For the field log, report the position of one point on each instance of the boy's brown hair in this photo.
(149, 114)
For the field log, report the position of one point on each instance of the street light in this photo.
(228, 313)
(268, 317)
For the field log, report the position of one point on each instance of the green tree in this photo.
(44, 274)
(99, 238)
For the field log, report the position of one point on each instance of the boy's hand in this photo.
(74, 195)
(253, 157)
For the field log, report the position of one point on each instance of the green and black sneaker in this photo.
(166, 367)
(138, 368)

☆ ☆ ☆ ☆ ☆ ☆ ☆

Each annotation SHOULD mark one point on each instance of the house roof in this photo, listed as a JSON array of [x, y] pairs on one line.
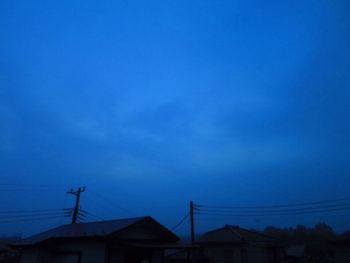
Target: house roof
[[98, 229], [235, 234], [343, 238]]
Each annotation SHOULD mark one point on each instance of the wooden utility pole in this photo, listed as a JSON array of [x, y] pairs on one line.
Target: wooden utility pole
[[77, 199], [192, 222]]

☆ ☆ ☆ ☆ ☆ ☆ ☆

Exercise requirements: For each line of the listing that holds the word "mark", show that line.

Answer to the problem:
Each annotation SHOULD mark one point on each instance of the house roof in this photo, listed as a JSON array of [x, y] pairs on one line.
Each annotation SHOULD mark one point on each instance of the wooden utility pole in this photo, listed as a JSON array of [x, y] pairs on one line.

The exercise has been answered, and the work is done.